-- Begin Supplied text --

Historically, U.S. presidents and their secretaries of state did not travel.

- March 23, 2016

President Obama’s visit to Cuba this week was symbolic and splashy, and surely important. Recent research suggests that face-to-face diplomacy does influence what happens in international politics and policy.

But dramatic trips like this one are not diplomatic mainstays, as we explore in a new paper in International Studies Quarterly. The president and secretary of state travel primarily to support and build U.S. relationships rather than to break new ground or face off with adversaries.

Historically, U.S. presidents and their secretaries of state did not travel

For much of its history, U.S. foreign policy did not depend on breakthroughs arising from high-level, face-to-face diplomacy. How could it? Traveling abroad once involved a serious commitment of time and energy. At the end of the Civil War, eight or nine days were still needed to cross the Atlantic by ship. By the early 20th century, the trip’s time had only been cut by half. And leaving Washington for weeks at a time meant presidents and secretaries couldn’t quickly handle other pressing issues or political crises.

-- End Supplied text --

**Set exercise A:** From the passage on U.S. presidential and secretary-of-state travel, extract the section beginning at "But dramatic trips" up to and including "or political crises.".
**Set exercise B:** Continue the passage on U.S. presidential and secretary-of-state travel from its final sentence.
The items below were drawn from a separate source.

-- Begin Records shown --

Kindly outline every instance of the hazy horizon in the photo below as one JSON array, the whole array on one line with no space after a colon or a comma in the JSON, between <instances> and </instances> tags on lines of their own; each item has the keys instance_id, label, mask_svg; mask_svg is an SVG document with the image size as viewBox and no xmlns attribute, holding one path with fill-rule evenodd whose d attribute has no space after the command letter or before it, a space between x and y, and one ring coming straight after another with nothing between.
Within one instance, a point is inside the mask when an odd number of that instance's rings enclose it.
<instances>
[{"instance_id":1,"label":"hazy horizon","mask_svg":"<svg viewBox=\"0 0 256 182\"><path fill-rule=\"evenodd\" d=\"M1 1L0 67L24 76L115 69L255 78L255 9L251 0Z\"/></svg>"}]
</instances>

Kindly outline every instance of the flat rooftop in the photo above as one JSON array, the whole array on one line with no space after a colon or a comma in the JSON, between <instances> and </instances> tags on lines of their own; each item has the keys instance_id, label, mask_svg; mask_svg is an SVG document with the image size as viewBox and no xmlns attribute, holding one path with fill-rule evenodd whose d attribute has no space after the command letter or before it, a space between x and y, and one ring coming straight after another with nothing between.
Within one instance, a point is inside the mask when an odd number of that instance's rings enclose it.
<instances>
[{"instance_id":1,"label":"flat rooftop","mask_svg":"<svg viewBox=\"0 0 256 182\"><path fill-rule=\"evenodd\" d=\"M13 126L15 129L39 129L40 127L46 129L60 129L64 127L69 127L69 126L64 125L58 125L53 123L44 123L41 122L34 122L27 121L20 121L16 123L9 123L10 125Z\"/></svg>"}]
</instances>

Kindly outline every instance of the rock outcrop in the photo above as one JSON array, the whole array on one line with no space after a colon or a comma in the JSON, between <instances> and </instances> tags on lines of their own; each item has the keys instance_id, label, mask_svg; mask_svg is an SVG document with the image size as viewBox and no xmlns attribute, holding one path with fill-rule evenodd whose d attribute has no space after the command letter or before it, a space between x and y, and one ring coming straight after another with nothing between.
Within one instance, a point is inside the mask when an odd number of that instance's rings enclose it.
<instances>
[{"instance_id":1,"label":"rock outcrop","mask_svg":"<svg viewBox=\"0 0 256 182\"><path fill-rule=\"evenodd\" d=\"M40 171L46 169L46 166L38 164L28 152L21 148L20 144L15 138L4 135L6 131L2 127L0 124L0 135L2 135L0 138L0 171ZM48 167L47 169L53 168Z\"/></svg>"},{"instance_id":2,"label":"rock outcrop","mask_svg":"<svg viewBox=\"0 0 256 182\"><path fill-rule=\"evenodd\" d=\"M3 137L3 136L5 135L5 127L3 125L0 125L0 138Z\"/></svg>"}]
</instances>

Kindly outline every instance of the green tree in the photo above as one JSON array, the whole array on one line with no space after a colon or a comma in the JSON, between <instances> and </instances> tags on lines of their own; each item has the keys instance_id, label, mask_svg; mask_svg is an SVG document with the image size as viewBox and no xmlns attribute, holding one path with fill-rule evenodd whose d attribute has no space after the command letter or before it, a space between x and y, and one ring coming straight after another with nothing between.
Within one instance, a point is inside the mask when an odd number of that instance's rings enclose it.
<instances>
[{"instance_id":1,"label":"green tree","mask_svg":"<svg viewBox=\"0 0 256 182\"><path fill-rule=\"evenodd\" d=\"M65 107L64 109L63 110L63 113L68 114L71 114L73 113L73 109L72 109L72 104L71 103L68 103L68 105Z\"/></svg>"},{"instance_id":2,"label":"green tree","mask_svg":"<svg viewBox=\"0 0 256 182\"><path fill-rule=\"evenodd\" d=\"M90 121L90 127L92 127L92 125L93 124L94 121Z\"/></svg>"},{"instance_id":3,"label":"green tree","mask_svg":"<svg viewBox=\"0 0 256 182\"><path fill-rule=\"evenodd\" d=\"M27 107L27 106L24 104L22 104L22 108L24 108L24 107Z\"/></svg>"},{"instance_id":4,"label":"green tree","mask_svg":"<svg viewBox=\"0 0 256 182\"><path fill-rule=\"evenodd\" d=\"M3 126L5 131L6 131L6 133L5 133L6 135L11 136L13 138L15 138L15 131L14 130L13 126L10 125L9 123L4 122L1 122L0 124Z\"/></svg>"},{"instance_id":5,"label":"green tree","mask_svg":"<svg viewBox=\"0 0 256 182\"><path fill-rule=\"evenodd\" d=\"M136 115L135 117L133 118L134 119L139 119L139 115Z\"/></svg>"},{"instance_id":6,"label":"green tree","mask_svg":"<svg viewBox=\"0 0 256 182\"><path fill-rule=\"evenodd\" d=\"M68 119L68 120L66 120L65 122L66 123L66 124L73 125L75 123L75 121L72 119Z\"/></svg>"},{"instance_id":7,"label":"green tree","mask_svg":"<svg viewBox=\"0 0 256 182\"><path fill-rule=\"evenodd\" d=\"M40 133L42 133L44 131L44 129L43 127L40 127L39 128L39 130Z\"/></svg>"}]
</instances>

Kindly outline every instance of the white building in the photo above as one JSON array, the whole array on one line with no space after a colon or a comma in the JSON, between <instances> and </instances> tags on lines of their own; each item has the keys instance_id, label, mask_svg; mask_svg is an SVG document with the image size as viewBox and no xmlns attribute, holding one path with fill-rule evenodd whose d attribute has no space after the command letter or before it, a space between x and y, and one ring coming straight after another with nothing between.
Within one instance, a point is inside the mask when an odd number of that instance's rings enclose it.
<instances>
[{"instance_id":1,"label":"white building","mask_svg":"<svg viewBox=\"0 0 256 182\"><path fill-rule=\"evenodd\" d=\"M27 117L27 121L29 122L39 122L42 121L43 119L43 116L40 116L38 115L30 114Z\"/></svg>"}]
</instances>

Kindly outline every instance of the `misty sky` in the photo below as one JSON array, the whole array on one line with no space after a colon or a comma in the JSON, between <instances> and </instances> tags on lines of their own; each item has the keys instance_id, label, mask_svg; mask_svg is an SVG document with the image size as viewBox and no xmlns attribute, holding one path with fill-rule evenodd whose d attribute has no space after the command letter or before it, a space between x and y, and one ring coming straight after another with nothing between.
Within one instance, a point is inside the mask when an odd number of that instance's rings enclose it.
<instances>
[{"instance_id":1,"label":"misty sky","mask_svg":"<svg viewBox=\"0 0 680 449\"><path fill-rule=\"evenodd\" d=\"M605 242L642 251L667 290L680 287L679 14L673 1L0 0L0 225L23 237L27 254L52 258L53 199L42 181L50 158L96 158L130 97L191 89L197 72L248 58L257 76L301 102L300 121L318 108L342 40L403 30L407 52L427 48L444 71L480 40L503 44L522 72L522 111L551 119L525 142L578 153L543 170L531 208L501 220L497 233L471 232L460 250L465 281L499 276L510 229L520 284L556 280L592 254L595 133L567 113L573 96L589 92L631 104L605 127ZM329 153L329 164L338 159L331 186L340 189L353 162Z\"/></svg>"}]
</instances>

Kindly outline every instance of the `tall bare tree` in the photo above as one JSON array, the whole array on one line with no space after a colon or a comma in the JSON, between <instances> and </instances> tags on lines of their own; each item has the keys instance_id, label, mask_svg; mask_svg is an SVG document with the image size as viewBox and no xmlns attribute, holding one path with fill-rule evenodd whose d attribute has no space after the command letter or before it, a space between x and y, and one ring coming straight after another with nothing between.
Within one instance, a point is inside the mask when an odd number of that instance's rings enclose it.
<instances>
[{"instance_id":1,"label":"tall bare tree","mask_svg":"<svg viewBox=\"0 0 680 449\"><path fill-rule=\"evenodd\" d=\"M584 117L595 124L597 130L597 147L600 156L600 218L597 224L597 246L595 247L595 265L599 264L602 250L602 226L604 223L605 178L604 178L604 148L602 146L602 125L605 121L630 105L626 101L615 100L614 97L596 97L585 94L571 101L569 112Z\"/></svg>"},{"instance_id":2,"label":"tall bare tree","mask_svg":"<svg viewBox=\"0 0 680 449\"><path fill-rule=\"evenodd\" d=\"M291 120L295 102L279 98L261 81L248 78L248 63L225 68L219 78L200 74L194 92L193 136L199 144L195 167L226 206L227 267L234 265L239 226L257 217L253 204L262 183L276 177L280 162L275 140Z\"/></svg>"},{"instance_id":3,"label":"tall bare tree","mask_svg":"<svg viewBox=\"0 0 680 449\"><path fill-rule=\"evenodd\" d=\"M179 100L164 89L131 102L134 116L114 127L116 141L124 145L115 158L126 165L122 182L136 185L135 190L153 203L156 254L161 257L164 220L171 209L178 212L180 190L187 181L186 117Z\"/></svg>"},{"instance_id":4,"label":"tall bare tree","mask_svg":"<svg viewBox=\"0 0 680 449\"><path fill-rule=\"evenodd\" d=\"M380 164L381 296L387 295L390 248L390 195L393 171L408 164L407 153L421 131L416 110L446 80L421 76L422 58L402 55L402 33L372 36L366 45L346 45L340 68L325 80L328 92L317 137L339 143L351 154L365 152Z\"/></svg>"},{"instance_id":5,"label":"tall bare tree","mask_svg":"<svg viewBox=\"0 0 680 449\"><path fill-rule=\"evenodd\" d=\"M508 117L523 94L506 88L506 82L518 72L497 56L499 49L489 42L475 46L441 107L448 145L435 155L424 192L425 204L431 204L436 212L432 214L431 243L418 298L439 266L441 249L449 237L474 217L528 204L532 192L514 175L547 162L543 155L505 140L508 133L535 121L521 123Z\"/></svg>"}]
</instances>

-- End Records shown --

**Response A:**
But dramatic trips like this one are not diplomatic mainstays, as we explore in a new paper in International Studies Quarterly. The president and secretary of state travel primarily to support and build U.S. relationships rather than to break new ground or face off with adversaries.

Historically, U.S. presidents and their secretaries of state did not travel

For much of its history, U.S. foreign policy did not depend on breakthroughs arising from high-level, face-to-face diplomacy. How could it? Traveling abroad once involved a serious commitment of time and energy. At the end of the Civil War, eight or nine days were still needed to cross the Atlantic by ship. By the early 20th century, the trip’s time had only been cut by half. And leaving Washington for weeks at a time meant presidents and secretaries couldn’t quickly handle other pressing issues or political crises.

**Response B:**
As a result, the U.S. president and Secretary of State didn’t really travel on official visits very often until after World War II. (You can find a list of all these visits at the State Department’s Office of the Historian).

Many U.S. presidents and secretaries simply did not travel, even to Canada, Latin America or the Caribbean. Theodore Roosevelt made only one overseas visit: To Panama, to inspect the building of the canal.

Of course, secretaries of state have always traveled, but even that was highly circumscribed, all the way through the turn of the 20th century. For instance, Secretary of State John Milton Hay served from 1898 to 1905, but he only traveled — and that, for vacation — at the very end of his term. His two successors, Elihu Root and Philander Chase Knox, only traveled in the Western Hemisphere, except when Knox visited Tokyo in 1912 for the Japanese emperor’s funeral.

When leaders did travel, they often remained abroad for unfathomable periods by contemporary standards. Knox’s trip to Japan kept him abroad for nearly two months. When Secretary of State Robert Lansing traveled with President Woodrow Wilson to France for the Paris Peace Conference in 1918, he stayed in France for nearly eight months; Wilson stayed in Europe for much of that time, as well.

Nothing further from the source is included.